Reproduce every line of the items, from the start down through the line containing "M 142 227 L", leaving out the pictures.

________________________

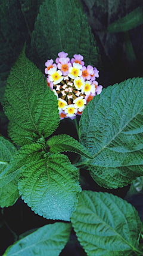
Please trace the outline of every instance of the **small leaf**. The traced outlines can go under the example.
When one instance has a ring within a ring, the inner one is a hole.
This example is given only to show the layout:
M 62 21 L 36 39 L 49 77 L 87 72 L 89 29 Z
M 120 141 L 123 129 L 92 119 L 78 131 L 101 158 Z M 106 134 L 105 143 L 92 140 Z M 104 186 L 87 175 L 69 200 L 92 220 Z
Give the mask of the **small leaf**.
M 57 97 L 43 74 L 27 59 L 24 49 L 8 78 L 4 104 L 9 135 L 20 146 L 31 143 L 26 137 L 48 137 L 60 120 Z
M 100 186 L 122 187 L 142 176 L 143 79 L 108 86 L 86 107 L 80 143 L 94 159 L 75 164 L 89 170 Z
M 20 196 L 18 189 L 21 171 L 20 168 L 33 161 L 41 159 L 42 148 L 42 145 L 36 143 L 24 146 L 14 155 L 10 164 L 6 165 L 7 168 L 0 174 L 1 207 L 8 207 L 15 203 Z
M 122 19 L 116 20 L 108 26 L 106 32 L 118 33 L 128 31 L 143 23 L 143 7 L 139 7 L 126 15 Z
M 8 247 L 4 256 L 58 256 L 70 231 L 70 223 L 46 225 Z
M 5 169 L 17 152 L 15 146 L 0 135 L 0 173 Z
M 46 145 L 49 147 L 49 152 L 52 153 L 70 151 L 92 158 L 84 146 L 69 135 L 59 134 L 51 137 L 46 141 Z
M 52 155 L 27 164 L 21 171 L 20 194 L 32 210 L 47 219 L 69 221 L 81 188 L 77 170 L 68 157 Z
M 142 227 L 138 212 L 116 195 L 83 191 L 71 221 L 88 256 L 130 256 L 133 251 L 139 252 Z

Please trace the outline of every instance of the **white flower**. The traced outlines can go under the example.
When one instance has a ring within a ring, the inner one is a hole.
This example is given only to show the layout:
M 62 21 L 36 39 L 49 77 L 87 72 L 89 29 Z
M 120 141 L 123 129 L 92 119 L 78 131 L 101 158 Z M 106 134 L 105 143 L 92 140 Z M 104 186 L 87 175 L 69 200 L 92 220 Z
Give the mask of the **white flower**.
M 62 73 L 60 70 L 57 71 L 57 68 L 50 68 L 48 74 L 51 75 L 49 77 L 50 81 L 53 82 L 54 85 L 57 85 L 62 81 L 63 77 L 61 76 Z
M 63 99 L 61 99 L 60 98 L 58 99 L 58 110 L 60 111 L 60 113 L 62 112 L 62 110 L 64 110 L 67 106 L 67 103 L 64 101 Z
M 70 67 L 69 69 L 68 76 L 74 79 L 76 77 L 82 76 L 82 71 L 80 70 L 82 68 L 82 65 L 75 62 L 73 63 L 73 67 Z

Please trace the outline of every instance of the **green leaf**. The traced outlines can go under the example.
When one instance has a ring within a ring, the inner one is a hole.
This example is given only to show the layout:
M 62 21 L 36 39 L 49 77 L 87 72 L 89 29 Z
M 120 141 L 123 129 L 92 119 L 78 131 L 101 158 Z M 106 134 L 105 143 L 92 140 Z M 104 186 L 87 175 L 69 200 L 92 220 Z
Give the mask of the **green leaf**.
M 26 164 L 41 159 L 43 156 L 42 149 L 42 145 L 39 144 L 23 146 L 1 173 L 1 207 L 8 207 L 15 203 L 20 197 L 18 182 L 20 176 L 20 168 Z
M 4 111 L 10 120 L 9 135 L 17 144 L 51 135 L 60 122 L 57 97 L 43 74 L 25 56 L 20 55 L 7 80 Z
M 130 256 L 133 251 L 138 252 L 142 227 L 138 212 L 116 195 L 82 191 L 71 221 L 88 256 Z
M 143 79 L 128 79 L 96 95 L 82 115 L 80 143 L 94 159 L 76 166 L 89 170 L 100 186 L 122 187 L 142 176 Z
M 3 105 L 4 95 L 5 92 L 6 81 L 0 80 L 0 103 Z
M 83 156 L 92 158 L 88 150 L 76 140 L 66 134 L 52 136 L 46 141 L 52 153 L 70 151 Z
M 61 154 L 27 164 L 21 173 L 18 189 L 35 213 L 69 221 L 81 191 L 77 168 Z
M 83 55 L 86 65 L 98 67 L 101 61 L 79 0 L 44 1 L 40 7 L 32 37 L 33 55 L 38 52 L 37 63 L 41 63 L 42 68 L 47 59 L 55 60 L 58 53 L 63 51 L 67 52 L 69 58 L 74 54 Z
M 128 31 L 142 23 L 143 7 L 139 7 L 123 18 L 110 24 L 106 29 L 106 32 L 118 33 L 119 32 Z
M 46 225 L 10 246 L 4 256 L 58 256 L 70 231 L 70 223 Z
M 0 173 L 5 169 L 17 152 L 15 146 L 0 135 Z

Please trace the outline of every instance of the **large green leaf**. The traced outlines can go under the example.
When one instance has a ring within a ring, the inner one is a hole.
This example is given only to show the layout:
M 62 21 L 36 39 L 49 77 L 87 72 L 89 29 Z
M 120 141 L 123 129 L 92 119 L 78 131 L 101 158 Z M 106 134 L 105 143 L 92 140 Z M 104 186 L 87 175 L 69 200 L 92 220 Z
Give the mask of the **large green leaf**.
M 38 52 L 39 67 L 43 67 L 47 59 L 55 60 L 62 51 L 69 58 L 83 55 L 86 65 L 99 65 L 98 49 L 79 0 L 44 1 L 32 37 L 33 55 Z
M 64 221 L 70 221 L 81 191 L 77 168 L 67 156 L 60 153 L 45 156 L 24 167 L 18 189 L 36 213 Z
M 10 246 L 4 256 L 58 256 L 70 231 L 70 223 L 46 225 Z
M 17 151 L 11 142 L 0 135 L 0 173 L 5 169 Z
M 143 23 L 143 7 L 139 7 L 122 19 L 108 26 L 106 31 L 109 33 L 128 31 Z
M 10 120 L 9 135 L 17 144 L 48 137 L 60 122 L 58 101 L 43 74 L 25 56 L 20 55 L 7 80 L 4 110 Z
M 66 134 L 52 136 L 46 141 L 50 153 L 70 151 L 92 158 L 88 150 L 74 138 Z
M 104 89 L 84 110 L 80 142 L 94 159 L 76 166 L 89 170 L 100 186 L 117 188 L 142 176 L 143 79 Z
M 7 168 L 3 170 L 0 174 L 1 207 L 10 206 L 17 201 L 20 196 L 18 189 L 18 178 L 21 171 L 20 168 L 26 164 L 41 159 L 43 153 L 42 149 L 43 146 L 40 144 L 23 146 L 14 155 L 10 164 L 7 165 Z M 5 150 L 8 152 L 8 149 Z M 11 151 L 12 150 L 13 147 L 11 146 Z
M 133 251 L 138 252 L 142 223 L 138 212 L 116 195 L 83 191 L 71 221 L 88 256 L 131 256 Z

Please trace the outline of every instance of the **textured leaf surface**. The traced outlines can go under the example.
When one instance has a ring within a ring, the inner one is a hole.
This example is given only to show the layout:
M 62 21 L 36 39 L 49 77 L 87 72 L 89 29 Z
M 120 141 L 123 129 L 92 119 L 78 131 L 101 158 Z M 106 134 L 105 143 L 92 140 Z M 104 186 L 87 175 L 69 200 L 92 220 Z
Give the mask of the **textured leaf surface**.
M 92 158 L 86 147 L 69 135 L 59 134 L 51 137 L 46 141 L 46 145 L 49 147 L 49 152 L 52 153 L 70 151 Z
M 35 23 L 32 48 L 41 62 L 57 58 L 60 52 L 84 57 L 85 65 L 98 67 L 100 56 L 80 1 L 46 0 Z
M 80 142 L 94 159 L 76 166 L 89 170 L 100 186 L 117 188 L 142 176 L 143 79 L 104 89 L 82 115 Z
M 0 137 L 1 138 L 1 137 Z M 10 164 L 0 174 L 0 205 L 8 207 L 14 204 L 19 197 L 18 189 L 20 168 L 24 164 L 42 158 L 42 145 L 32 144 L 21 147 L 14 155 Z
M 71 218 L 88 256 L 132 255 L 142 224 L 131 204 L 111 194 L 83 191 Z
M 0 135 L 0 173 L 5 169 L 17 151 L 11 142 Z
M 57 97 L 48 88 L 42 73 L 23 50 L 7 80 L 4 110 L 10 120 L 9 135 L 20 146 L 48 137 L 60 122 Z
M 70 223 L 46 225 L 9 247 L 4 256 L 58 256 L 70 231 Z
M 64 221 L 70 221 L 81 191 L 77 168 L 62 154 L 27 165 L 21 173 L 18 189 L 35 213 Z
M 136 8 L 129 14 L 113 22 L 108 26 L 107 32 L 117 33 L 128 31 L 143 23 L 143 8 Z

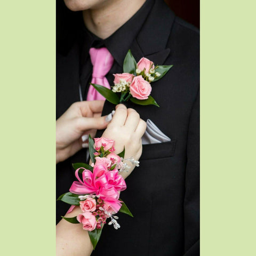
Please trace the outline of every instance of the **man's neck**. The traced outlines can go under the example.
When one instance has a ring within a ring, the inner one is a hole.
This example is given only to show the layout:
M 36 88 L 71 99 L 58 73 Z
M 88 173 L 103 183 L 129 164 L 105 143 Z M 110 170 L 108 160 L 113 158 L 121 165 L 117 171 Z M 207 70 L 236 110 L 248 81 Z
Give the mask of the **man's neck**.
M 109 0 L 97 8 L 83 11 L 84 23 L 102 39 L 112 35 L 128 21 L 146 0 Z

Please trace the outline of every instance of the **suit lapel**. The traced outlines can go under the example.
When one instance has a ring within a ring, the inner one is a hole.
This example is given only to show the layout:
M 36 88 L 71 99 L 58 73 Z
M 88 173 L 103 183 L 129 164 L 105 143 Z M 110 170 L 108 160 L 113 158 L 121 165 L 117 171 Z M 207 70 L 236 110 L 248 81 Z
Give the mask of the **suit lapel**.
M 159 17 L 162 17 L 160 20 Z M 166 58 L 171 54 L 170 49 L 166 47 L 174 18 L 173 12 L 163 1 L 155 2 L 148 17 L 130 47 L 132 54 L 137 62 L 145 57 L 156 65 L 164 64 Z M 161 24 L 164 24 L 164 26 L 161 26 Z M 153 34 L 157 34 L 158 36 L 151 36 L 151 31 L 154 31 Z M 155 110 L 154 108 L 156 108 L 152 105 L 146 107 L 135 105 L 131 101 L 126 102 L 126 105 L 127 107 L 132 107 L 137 110 L 145 120 L 148 116 L 148 111 L 154 111 Z M 102 115 L 108 114 L 114 109 L 114 105 L 106 101 Z M 100 137 L 102 133 L 102 131 L 98 131 L 96 136 Z
M 56 116 L 58 118 L 73 103 L 79 100 L 78 45 L 74 44 L 66 55 L 58 53 L 56 61 Z

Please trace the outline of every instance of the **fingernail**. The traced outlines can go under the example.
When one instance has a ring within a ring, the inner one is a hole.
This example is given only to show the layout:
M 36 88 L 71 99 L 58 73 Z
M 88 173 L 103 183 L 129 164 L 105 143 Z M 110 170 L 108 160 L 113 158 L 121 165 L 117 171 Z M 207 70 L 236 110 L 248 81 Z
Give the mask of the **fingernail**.
M 87 148 L 89 146 L 89 144 L 87 143 L 83 143 L 82 145 L 82 148 Z
M 105 118 L 106 122 L 109 122 L 112 119 L 112 113 L 109 114 Z
M 89 138 L 89 135 L 87 134 L 84 134 L 82 137 L 82 141 L 83 142 L 85 141 Z

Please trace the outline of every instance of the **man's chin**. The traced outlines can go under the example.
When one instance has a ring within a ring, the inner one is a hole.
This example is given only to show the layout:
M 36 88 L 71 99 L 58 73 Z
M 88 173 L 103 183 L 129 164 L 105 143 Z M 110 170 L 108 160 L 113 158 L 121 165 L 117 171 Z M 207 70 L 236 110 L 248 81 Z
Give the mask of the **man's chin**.
M 93 9 L 100 6 L 106 0 L 64 0 L 66 6 L 71 11 L 76 12 Z

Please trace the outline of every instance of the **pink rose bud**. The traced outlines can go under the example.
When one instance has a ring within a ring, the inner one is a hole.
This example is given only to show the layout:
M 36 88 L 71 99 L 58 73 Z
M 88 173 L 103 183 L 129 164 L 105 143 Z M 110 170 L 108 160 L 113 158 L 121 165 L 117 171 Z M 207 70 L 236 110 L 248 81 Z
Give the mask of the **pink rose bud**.
M 95 163 L 95 166 L 99 165 L 100 164 L 102 164 L 105 166 L 107 167 L 110 167 L 111 165 L 111 161 L 109 159 L 106 157 L 99 157 L 97 156 L 95 158 L 96 162 Z
M 94 212 L 96 210 L 96 200 L 89 198 L 80 202 L 80 208 L 82 212 Z
M 134 75 L 129 73 L 114 74 L 113 75 L 115 77 L 115 80 L 114 80 L 114 83 L 115 84 L 119 84 L 121 79 L 124 79 L 127 82 L 130 82 L 131 83 L 134 77 Z
M 144 72 L 145 74 L 149 73 L 150 68 L 155 68 L 154 63 L 146 58 L 142 58 L 137 64 L 138 68 L 141 71 L 145 69 Z
M 83 224 L 83 229 L 85 230 L 92 231 L 96 227 L 97 221 L 95 216 L 91 212 L 85 212 L 79 214 L 76 219 Z
M 132 96 L 139 100 L 146 100 L 150 94 L 152 88 L 150 84 L 142 76 L 135 76 L 130 86 Z
M 109 159 L 113 164 L 116 164 L 121 161 L 120 157 L 117 155 L 116 155 L 115 153 L 110 153 L 107 156 L 107 158 Z
M 95 148 L 100 148 L 102 143 L 105 145 L 104 150 L 107 151 L 115 146 L 115 141 L 114 140 L 110 140 L 109 139 L 107 139 L 103 137 L 94 138 Z

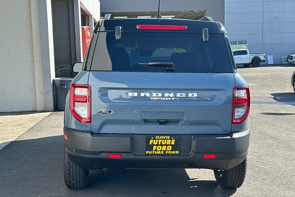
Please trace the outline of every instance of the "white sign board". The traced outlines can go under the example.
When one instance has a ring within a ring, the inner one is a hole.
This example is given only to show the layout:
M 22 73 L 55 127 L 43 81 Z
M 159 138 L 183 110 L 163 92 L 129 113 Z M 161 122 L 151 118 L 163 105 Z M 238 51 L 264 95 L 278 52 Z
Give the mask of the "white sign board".
M 273 64 L 273 58 L 272 55 L 267 55 L 267 63 L 268 64 Z
M 288 62 L 287 61 L 287 56 L 283 56 L 282 57 L 282 63 L 283 64 L 288 63 Z

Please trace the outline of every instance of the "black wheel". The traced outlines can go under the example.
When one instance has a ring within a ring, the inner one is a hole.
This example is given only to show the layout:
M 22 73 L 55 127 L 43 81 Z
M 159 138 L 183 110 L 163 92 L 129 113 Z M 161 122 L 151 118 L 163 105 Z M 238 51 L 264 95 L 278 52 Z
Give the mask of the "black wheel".
M 246 177 L 247 158 L 241 163 L 228 170 L 214 170 L 217 183 L 224 188 L 237 188 L 242 186 Z
M 252 65 L 253 67 L 258 67 L 260 65 L 260 61 L 258 59 L 254 59 L 252 62 Z
M 71 189 L 83 189 L 86 187 L 89 178 L 89 170 L 82 168 L 71 160 L 65 152 L 63 156 L 65 184 Z
M 295 92 L 295 78 L 293 80 L 293 90 L 294 91 L 294 92 Z

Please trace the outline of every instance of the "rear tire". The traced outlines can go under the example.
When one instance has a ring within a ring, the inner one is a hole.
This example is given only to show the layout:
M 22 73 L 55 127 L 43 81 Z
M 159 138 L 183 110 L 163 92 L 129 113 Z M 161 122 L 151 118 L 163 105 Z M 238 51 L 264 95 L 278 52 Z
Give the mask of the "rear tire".
M 223 171 L 214 170 L 217 183 L 224 188 L 237 188 L 245 180 L 247 171 L 247 158 L 232 168 Z
M 258 67 L 260 65 L 260 61 L 258 59 L 254 59 L 252 62 L 252 65 L 253 67 Z
M 83 189 L 87 185 L 89 179 L 89 170 L 76 165 L 69 158 L 65 152 L 63 158 L 63 175 L 65 184 L 71 189 Z
M 293 80 L 293 90 L 294 91 L 294 92 L 295 92 L 295 78 Z

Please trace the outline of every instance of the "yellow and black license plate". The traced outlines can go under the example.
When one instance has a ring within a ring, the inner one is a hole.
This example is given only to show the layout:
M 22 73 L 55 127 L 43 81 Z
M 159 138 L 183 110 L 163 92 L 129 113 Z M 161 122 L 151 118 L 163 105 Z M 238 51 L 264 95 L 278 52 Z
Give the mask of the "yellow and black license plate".
M 167 135 L 146 136 L 145 152 L 147 155 L 178 154 L 179 137 Z

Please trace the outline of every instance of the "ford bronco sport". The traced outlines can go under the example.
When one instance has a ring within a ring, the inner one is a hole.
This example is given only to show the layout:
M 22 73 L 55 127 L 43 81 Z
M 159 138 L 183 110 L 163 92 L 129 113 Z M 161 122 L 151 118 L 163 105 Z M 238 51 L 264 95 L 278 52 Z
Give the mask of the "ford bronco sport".
M 222 187 L 242 185 L 250 95 L 220 23 L 103 19 L 83 67 L 72 69 L 68 187 L 85 187 L 89 169 L 112 168 L 210 169 Z

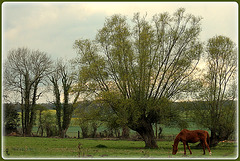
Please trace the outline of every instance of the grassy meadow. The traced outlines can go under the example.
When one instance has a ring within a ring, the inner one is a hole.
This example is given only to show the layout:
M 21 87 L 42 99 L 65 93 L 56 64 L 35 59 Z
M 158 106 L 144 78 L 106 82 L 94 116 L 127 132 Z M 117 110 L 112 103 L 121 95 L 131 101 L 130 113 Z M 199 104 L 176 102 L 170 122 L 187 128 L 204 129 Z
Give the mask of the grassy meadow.
M 158 141 L 158 149 L 144 149 L 143 141 L 41 138 L 41 137 L 3 137 L 4 158 L 236 158 L 237 143 L 221 142 L 211 148 L 212 155 L 197 144 L 190 144 L 193 154 L 183 155 L 183 145 L 172 155 L 173 141 Z

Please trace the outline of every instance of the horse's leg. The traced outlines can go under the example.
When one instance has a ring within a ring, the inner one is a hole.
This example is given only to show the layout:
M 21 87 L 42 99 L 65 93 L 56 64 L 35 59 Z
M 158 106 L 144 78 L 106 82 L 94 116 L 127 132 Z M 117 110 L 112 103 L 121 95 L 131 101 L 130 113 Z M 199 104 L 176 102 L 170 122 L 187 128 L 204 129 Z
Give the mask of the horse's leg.
M 203 155 L 205 155 L 205 143 L 203 142 L 203 141 L 200 141 L 201 142 L 201 145 L 202 145 L 202 147 L 203 147 Z
M 184 147 L 184 155 L 186 155 L 186 142 L 183 141 L 183 147 Z
M 186 144 L 187 144 L 188 150 L 190 151 L 190 154 L 192 154 L 192 151 L 191 151 L 191 149 L 190 149 L 190 146 L 188 145 L 188 143 L 186 143 Z

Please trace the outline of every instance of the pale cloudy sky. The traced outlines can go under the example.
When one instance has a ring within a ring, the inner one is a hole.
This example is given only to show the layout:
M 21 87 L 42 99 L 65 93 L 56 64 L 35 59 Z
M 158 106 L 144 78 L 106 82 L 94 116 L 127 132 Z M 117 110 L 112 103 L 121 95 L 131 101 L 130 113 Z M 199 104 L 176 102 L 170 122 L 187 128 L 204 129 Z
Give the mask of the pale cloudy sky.
M 235 2 L 91 2 L 91 3 L 10 3 L 2 4 L 2 55 L 18 47 L 39 49 L 52 58 L 73 58 L 73 43 L 79 38 L 95 38 L 106 17 L 140 12 L 172 14 L 183 7 L 202 16 L 201 39 L 224 35 L 238 39 L 238 4 Z

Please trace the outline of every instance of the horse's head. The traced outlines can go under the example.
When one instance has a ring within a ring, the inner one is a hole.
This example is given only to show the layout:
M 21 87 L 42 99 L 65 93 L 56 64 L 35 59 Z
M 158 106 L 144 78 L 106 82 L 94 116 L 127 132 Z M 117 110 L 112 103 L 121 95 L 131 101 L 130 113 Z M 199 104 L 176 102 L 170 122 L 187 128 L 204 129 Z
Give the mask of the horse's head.
M 177 148 L 176 145 L 172 145 L 172 146 L 173 146 L 173 152 L 172 152 L 172 154 L 175 155 L 175 154 L 177 153 L 177 151 L 178 151 L 178 148 Z

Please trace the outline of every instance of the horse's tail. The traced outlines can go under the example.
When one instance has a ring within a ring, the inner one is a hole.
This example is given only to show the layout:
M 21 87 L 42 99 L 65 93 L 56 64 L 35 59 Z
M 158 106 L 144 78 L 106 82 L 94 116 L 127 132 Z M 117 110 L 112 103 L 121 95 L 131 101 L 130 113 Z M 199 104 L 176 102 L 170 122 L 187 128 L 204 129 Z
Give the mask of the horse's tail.
M 207 132 L 207 142 L 208 142 L 208 146 L 210 146 L 210 136 L 209 136 L 208 132 Z

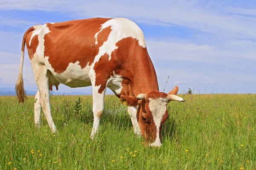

________________________

**Answer**
Please trace the outline of every instance of the **small leaf**. The traced outlines can go under the example.
When one instance has a ring within a ring, the inner one is a hole.
This example is given only to show the layout:
M 62 21 L 36 39 L 49 77 L 87 72 L 89 29 Z
M 120 141 L 123 129 L 92 119 L 78 131 L 101 158 Z M 106 134 L 105 143 L 92 140 Z M 104 186 L 87 175 L 69 200 L 92 220 Z
Give the mask of the **small leaf**.
M 57 97 L 43 74 L 27 59 L 24 49 L 8 78 L 4 104 L 9 135 L 20 146 L 31 143 L 26 137 L 48 137 L 60 120 Z
M 100 186 L 122 187 L 142 176 L 143 79 L 108 86 L 86 107 L 80 143 L 94 159 L 75 164 L 89 170 Z
M 20 196 L 18 189 L 21 171 L 20 168 L 33 161 L 41 159 L 42 148 L 42 145 L 36 143 L 24 146 L 14 155 L 10 164 L 6 165 L 7 168 L 0 174 L 1 207 L 8 207 L 15 203 Z
M 122 19 L 116 20 L 108 26 L 106 32 L 118 33 L 128 31 L 143 23 L 143 7 L 139 7 L 126 15 Z
M 8 247 L 4 256 L 58 256 L 70 231 L 70 223 L 46 225 Z
M 5 169 L 17 152 L 15 146 L 0 135 L 0 173 Z
M 46 145 L 49 147 L 49 152 L 52 153 L 70 151 L 92 158 L 84 146 L 69 135 L 59 134 L 51 137 L 46 141 Z
M 52 155 L 27 164 L 21 171 L 20 194 L 32 210 L 47 219 L 69 221 L 81 188 L 77 170 L 68 157 Z
M 142 227 L 138 212 L 116 195 L 83 191 L 71 221 L 88 256 L 130 256 L 133 251 L 139 252 Z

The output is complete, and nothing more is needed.